▶ Texte à lire:
┄┄┄┄┄┄

Vu la clôture du 7 septembre 2020 et la fixation de l'affaire à l'audience du 7 octobre 2020.

SUR CE, LA COUR :

Mme [Y] [U] [C] a été embauchée par la société Axis Alternatives à compter du 4 octobre 2010 en qualité de «'consultante senior'» puis le 1er février 2011 promue «'manager'» et le 1er juillet 2013 «'manager confirmé'» avec une rémunération brute mensuelle moyenne de 7 503 euros.

Elle a été sanctionnée le 6 octobre 2015 d'une mise à pied de trois jours.

Le 8 décembre 2015, elle a saisi le conseil de prud'hommes pour obtenir notamment la résiliation judiciaire de son contrat de travail.

┄┄┄┄┄┄

▶ Bloc de données:
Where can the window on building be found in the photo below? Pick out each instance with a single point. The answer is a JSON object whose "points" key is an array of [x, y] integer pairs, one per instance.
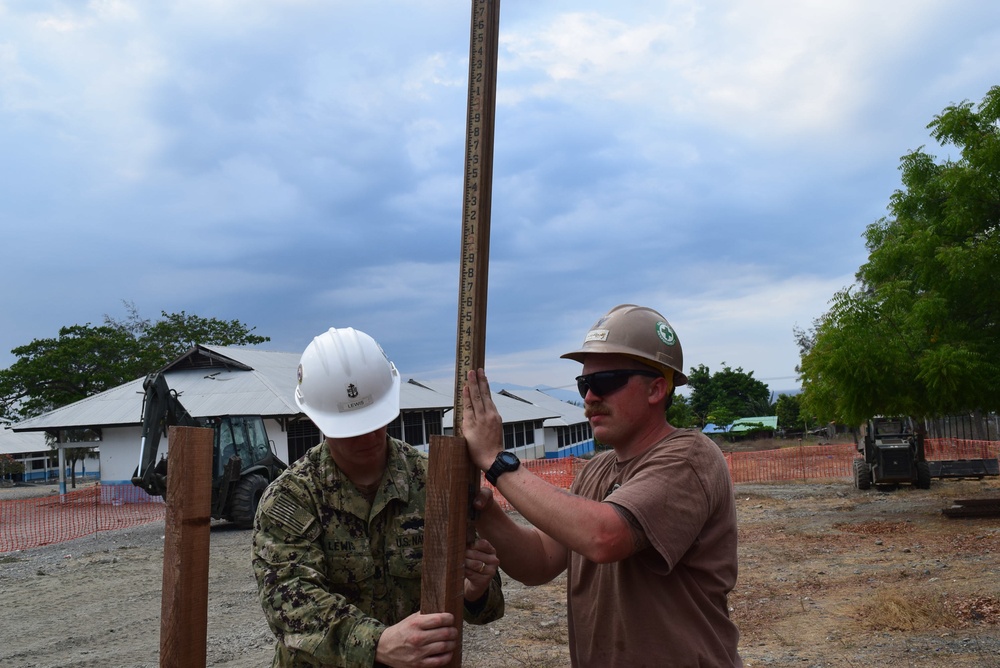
{"points": [[416, 427], [302, 435]]}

┄┄┄┄┄┄

▶ À produire:
Recopiez mot pour mot, dans le texte à lire, le passage allant de « SUR CE, LA COUR » jusqu'à « de trois jours. ».

▶ Réponse attendue:
SUR CE, LA COUR :

Mme [Y] [U] [C] a été embauchée par la société Axis Alternatives à compter du 4 octobre 2010 en qualité de «'consultante senior'» puis le 1er février 2011 promue «'manager'» et le 1er juillet 2013 «'manager confirmé'» avec une rémunération brute mensuelle moyenne de 7 503 euros.

Elle a été sanctionnée le 6 octobre 2015 d'une mise à pied de trois jours.